[Task statement]
Repeat exactly, and only, the lines from the one containing "target: dark lane line" through the end of the records.

[Labeled contour entries]
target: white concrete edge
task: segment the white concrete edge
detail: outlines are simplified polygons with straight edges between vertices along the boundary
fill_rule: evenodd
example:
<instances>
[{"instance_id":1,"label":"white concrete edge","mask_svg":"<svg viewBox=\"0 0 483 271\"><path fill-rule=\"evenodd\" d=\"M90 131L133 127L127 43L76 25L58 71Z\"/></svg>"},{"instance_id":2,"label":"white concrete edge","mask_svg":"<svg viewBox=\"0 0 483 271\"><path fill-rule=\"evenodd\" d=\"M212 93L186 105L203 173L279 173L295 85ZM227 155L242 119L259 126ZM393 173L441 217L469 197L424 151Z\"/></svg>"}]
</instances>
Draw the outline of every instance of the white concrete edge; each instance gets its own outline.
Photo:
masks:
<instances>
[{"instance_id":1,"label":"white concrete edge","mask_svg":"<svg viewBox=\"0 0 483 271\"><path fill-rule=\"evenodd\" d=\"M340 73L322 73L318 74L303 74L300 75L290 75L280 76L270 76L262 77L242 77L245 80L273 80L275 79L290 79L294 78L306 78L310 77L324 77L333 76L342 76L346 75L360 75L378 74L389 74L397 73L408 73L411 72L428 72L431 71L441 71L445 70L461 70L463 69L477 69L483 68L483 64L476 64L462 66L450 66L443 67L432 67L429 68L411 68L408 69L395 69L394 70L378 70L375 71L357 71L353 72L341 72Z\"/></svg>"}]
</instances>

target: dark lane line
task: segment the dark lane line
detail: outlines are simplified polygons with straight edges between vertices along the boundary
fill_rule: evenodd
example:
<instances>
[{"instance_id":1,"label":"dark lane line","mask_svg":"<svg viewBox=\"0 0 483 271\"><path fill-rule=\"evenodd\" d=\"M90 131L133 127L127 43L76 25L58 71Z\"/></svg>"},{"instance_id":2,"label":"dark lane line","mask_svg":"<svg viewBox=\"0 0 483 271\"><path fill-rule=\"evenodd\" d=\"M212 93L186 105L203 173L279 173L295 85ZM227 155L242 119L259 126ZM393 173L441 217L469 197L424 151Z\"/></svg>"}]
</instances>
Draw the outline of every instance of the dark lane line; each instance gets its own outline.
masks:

[The result]
target: dark lane line
task: segment the dark lane line
detail: outlines are simplified polygons with straight edges between vertices along the boundary
fill_rule: evenodd
example:
<instances>
[{"instance_id":1,"label":"dark lane line","mask_svg":"<svg viewBox=\"0 0 483 271\"><path fill-rule=\"evenodd\" d=\"M90 131L133 127L127 43L76 25L58 71Z\"/></svg>"},{"instance_id":2,"label":"dark lane line","mask_svg":"<svg viewBox=\"0 0 483 271\"><path fill-rule=\"evenodd\" d=\"M212 93L186 105L203 173L279 173L295 85ZM227 155L242 119L259 126ZM393 173L441 217L469 197L424 151Z\"/></svg>"}]
</instances>
Draw the outline of every instance of the dark lane line; each instance gets its own outline.
masks:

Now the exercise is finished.